** Requirement **
Your answer should hold only the lines from the one with "Target: white bifold door" through the end of the records, repeated exactly and minus any pictures.

++++++++++++++++++++

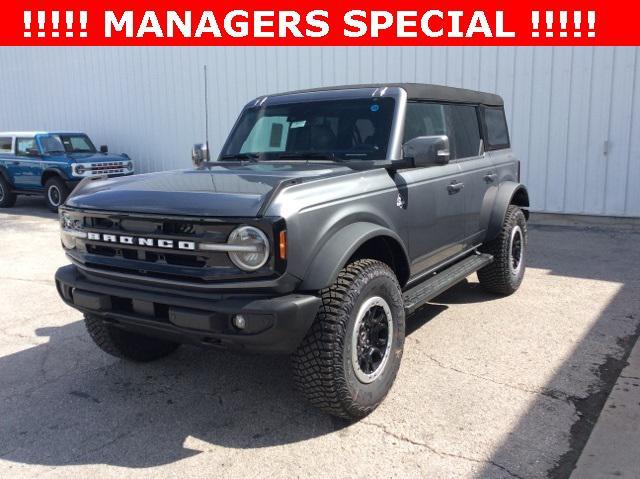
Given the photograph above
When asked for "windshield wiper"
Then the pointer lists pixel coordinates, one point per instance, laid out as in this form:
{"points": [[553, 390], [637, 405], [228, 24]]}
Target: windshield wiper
{"points": [[309, 155], [241, 156]]}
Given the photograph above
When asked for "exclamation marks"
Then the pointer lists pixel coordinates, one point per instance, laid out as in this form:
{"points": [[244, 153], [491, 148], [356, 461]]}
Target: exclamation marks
{"points": [[55, 21], [549, 22], [563, 24], [69, 21], [41, 21], [577, 20], [591, 20], [27, 24], [53, 29], [563, 16], [83, 24]]}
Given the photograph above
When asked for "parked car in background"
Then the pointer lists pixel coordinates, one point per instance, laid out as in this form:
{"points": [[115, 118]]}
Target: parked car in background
{"points": [[52, 163]]}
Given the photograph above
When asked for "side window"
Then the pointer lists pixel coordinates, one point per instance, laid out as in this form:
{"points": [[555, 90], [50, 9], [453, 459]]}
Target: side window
{"points": [[5, 145], [269, 134], [458, 122], [24, 144], [464, 134], [495, 124]]}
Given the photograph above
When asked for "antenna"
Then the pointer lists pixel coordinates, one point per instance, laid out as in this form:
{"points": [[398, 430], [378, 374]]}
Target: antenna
{"points": [[206, 115]]}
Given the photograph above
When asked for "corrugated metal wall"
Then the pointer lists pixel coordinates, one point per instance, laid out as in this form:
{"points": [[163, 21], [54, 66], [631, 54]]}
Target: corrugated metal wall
{"points": [[574, 113]]}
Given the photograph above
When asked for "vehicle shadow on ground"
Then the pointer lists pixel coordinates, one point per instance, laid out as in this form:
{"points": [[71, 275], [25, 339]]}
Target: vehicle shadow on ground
{"points": [[29, 206], [584, 380], [64, 402]]}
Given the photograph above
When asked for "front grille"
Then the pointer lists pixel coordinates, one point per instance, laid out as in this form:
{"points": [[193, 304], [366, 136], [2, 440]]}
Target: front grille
{"points": [[107, 168], [153, 261]]}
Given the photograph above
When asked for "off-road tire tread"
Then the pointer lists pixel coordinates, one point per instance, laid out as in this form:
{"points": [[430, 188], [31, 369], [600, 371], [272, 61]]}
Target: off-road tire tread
{"points": [[317, 363], [127, 345], [64, 192], [496, 277], [9, 198]]}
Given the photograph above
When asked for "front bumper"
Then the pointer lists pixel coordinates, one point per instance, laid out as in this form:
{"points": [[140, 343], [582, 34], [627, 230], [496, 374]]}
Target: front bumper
{"points": [[274, 324]]}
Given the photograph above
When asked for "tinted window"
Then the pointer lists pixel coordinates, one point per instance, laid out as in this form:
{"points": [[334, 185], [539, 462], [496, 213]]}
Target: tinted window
{"points": [[496, 125], [24, 144], [458, 122], [5, 145], [351, 129]]}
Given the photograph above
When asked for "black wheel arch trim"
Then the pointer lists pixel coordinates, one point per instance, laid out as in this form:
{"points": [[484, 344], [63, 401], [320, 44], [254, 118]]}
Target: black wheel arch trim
{"points": [[343, 244], [507, 193]]}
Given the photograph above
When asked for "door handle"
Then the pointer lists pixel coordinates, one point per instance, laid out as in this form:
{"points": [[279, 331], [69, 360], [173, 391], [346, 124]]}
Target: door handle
{"points": [[490, 178], [454, 188]]}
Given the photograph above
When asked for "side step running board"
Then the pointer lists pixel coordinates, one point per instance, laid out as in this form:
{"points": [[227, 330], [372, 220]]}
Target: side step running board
{"points": [[440, 282]]}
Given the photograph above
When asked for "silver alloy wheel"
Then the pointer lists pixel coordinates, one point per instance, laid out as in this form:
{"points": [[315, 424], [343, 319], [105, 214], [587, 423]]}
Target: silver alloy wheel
{"points": [[371, 340], [54, 195], [516, 250]]}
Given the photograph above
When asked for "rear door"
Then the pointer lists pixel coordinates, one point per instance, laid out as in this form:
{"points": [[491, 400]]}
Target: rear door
{"points": [[6, 154], [26, 169]]}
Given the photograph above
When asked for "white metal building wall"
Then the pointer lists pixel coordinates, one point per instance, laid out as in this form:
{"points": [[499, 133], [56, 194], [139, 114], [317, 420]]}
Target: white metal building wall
{"points": [[574, 113]]}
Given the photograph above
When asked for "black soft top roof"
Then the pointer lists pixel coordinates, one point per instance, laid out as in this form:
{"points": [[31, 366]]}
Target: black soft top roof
{"points": [[422, 91]]}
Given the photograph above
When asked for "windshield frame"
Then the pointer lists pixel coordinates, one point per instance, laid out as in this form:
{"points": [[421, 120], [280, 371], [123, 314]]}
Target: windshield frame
{"points": [[60, 136], [394, 145]]}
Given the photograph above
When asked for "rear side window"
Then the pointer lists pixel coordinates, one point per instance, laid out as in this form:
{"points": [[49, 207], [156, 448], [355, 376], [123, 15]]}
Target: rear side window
{"points": [[24, 144], [495, 124], [458, 122], [5, 145]]}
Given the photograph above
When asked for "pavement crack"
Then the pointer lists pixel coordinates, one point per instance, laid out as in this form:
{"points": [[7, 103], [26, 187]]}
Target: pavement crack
{"points": [[553, 394], [438, 452]]}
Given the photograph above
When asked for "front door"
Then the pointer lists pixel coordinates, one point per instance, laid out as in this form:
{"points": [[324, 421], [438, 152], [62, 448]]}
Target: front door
{"points": [[26, 168], [439, 196]]}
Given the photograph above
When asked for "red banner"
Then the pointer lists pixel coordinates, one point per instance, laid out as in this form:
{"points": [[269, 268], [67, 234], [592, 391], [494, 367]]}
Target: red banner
{"points": [[351, 23]]}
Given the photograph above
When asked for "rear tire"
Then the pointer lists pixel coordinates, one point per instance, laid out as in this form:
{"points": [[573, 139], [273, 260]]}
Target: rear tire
{"points": [[125, 344], [7, 198], [505, 274], [55, 193], [348, 361]]}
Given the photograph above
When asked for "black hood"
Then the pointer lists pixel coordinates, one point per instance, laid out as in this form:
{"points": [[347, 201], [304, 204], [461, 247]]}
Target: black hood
{"points": [[221, 190]]}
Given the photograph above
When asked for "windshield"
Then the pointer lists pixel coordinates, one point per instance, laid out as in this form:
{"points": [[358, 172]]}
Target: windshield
{"points": [[343, 129], [67, 144]]}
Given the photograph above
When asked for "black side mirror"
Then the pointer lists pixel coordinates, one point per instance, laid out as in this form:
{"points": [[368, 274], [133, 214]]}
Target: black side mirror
{"points": [[427, 150], [199, 154]]}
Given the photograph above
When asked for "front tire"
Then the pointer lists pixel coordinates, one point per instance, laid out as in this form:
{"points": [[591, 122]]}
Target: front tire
{"points": [[55, 193], [505, 274], [7, 198], [125, 344], [348, 361]]}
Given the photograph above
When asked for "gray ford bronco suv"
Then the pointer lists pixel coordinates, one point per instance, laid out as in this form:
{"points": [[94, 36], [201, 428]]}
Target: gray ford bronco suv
{"points": [[329, 217]]}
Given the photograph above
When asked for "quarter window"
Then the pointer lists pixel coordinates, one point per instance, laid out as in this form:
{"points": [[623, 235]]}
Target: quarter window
{"points": [[24, 144], [496, 126], [458, 122], [5, 145]]}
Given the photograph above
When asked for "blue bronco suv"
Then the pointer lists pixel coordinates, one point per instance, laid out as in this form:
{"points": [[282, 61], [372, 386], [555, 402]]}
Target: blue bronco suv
{"points": [[52, 163]]}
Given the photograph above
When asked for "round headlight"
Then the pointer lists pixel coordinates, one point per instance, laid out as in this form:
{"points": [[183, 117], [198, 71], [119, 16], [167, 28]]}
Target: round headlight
{"points": [[253, 248]]}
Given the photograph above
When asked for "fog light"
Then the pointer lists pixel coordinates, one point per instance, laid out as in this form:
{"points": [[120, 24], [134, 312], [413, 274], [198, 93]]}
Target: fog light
{"points": [[239, 321]]}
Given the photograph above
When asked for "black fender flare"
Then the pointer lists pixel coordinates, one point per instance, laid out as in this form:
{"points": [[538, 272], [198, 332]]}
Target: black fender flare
{"points": [[324, 268], [508, 193], [53, 171], [5, 174]]}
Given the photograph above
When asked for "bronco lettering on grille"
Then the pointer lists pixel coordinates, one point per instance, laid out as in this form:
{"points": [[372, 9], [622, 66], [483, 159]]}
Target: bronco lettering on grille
{"points": [[141, 241]]}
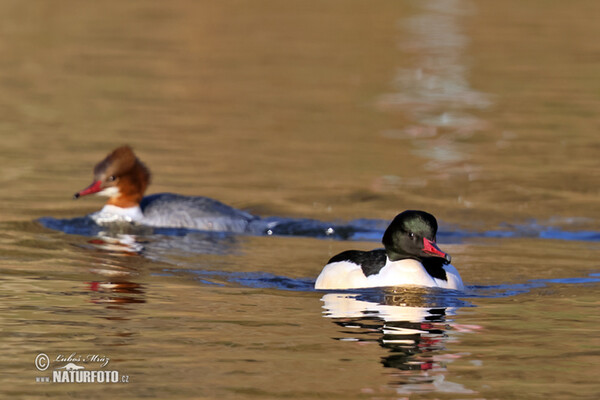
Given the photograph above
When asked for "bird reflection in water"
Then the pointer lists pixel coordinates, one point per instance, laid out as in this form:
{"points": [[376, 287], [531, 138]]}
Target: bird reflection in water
{"points": [[414, 324], [116, 287]]}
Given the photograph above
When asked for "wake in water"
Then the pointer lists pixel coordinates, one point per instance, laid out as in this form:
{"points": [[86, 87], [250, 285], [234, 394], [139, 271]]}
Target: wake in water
{"points": [[356, 230]]}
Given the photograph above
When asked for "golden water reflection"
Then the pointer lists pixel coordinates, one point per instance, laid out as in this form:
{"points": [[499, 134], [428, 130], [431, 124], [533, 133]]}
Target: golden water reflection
{"points": [[416, 335]]}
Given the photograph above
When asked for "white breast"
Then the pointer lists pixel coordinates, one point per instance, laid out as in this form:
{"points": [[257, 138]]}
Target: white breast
{"points": [[347, 275]]}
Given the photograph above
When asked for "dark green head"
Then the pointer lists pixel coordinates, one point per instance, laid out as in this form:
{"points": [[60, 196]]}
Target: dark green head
{"points": [[412, 235]]}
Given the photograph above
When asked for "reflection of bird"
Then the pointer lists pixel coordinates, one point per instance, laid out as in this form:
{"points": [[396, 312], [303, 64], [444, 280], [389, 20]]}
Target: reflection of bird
{"points": [[411, 257], [411, 323], [123, 178], [71, 367]]}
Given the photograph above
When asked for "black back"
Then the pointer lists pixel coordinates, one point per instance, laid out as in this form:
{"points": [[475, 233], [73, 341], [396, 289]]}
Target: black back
{"points": [[371, 262]]}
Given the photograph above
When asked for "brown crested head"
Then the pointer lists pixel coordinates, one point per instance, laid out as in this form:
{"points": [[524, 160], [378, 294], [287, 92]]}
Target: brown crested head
{"points": [[121, 176]]}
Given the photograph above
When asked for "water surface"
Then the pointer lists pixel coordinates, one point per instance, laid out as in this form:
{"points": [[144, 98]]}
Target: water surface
{"points": [[335, 111]]}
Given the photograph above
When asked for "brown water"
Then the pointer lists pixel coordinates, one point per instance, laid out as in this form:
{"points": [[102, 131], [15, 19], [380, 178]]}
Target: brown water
{"points": [[483, 113]]}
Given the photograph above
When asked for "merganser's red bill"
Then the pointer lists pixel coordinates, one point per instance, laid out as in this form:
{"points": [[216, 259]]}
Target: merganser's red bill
{"points": [[95, 187], [430, 247]]}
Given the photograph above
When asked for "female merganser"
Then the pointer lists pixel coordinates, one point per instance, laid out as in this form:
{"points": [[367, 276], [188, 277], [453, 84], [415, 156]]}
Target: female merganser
{"points": [[410, 257], [123, 178]]}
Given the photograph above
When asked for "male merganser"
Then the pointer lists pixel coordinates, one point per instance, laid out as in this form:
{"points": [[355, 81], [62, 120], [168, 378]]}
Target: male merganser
{"points": [[411, 257], [123, 178]]}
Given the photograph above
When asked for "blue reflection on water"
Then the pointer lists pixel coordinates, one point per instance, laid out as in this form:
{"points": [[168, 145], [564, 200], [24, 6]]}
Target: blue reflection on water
{"points": [[356, 230]]}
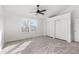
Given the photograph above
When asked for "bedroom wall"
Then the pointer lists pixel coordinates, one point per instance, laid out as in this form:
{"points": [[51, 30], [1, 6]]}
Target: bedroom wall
{"points": [[12, 27]]}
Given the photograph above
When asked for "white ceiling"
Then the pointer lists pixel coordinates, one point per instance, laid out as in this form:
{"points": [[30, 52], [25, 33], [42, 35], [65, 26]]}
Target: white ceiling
{"points": [[52, 10]]}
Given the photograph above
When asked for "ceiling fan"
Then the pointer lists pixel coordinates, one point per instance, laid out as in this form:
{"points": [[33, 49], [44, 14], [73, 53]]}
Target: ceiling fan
{"points": [[38, 11]]}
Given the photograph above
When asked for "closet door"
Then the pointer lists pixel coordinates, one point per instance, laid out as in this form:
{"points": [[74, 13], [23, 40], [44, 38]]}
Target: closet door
{"points": [[50, 28], [61, 29]]}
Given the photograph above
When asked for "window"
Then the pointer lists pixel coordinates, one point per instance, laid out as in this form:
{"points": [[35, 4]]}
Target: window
{"points": [[29, 25], [33, 25]]}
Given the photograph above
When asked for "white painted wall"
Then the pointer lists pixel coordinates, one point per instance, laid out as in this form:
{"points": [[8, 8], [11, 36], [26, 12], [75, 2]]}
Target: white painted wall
{"points": [[12, 27], [1, 28], [60, 27]]}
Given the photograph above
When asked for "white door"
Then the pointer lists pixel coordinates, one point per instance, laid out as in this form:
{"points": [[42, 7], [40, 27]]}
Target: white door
{"points": [[61, 29], [50, 28], [77, 30]]}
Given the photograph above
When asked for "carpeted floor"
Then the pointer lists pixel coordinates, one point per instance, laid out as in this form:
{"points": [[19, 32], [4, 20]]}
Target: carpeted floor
{"points": [[41, 45]]}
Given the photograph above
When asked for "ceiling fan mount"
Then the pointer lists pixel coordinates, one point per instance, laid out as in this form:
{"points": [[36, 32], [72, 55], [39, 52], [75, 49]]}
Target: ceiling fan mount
{"points": [[38, 11]]}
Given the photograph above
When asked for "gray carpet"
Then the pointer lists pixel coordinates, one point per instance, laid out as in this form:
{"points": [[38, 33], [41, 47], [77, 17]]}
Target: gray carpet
{"points": [[47, 45]]}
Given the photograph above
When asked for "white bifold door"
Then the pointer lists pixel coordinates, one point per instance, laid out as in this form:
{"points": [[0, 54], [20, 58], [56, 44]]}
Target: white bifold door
{"points": [[60, 27]]}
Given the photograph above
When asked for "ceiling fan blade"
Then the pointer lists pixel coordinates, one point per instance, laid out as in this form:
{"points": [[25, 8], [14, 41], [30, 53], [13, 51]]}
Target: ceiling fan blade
{"points": [[36, 14], [37, 5], [41, 13], [43, 10]]}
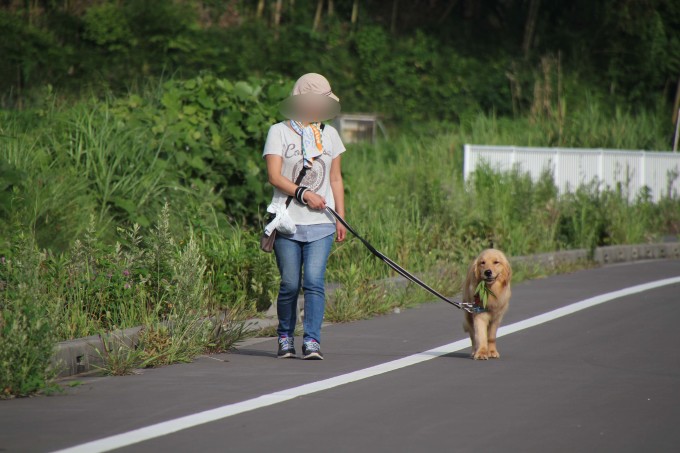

++++++++++++++++++++

** Response to this task **
Target: white bifold door
{"points": [[60, 27]]}
Given the photograph above
When asked for "ceiling fan blade"
Then the pointer lists pixel coordinates, one point per instance, laid out as in this form:
{"points": [[25, 8], [14, 41], [30, 53], [13, 51]]}
Target: ceiling fan blade
{"points": [[36, 14], [37, 5], [41, 13], [43, 10]]}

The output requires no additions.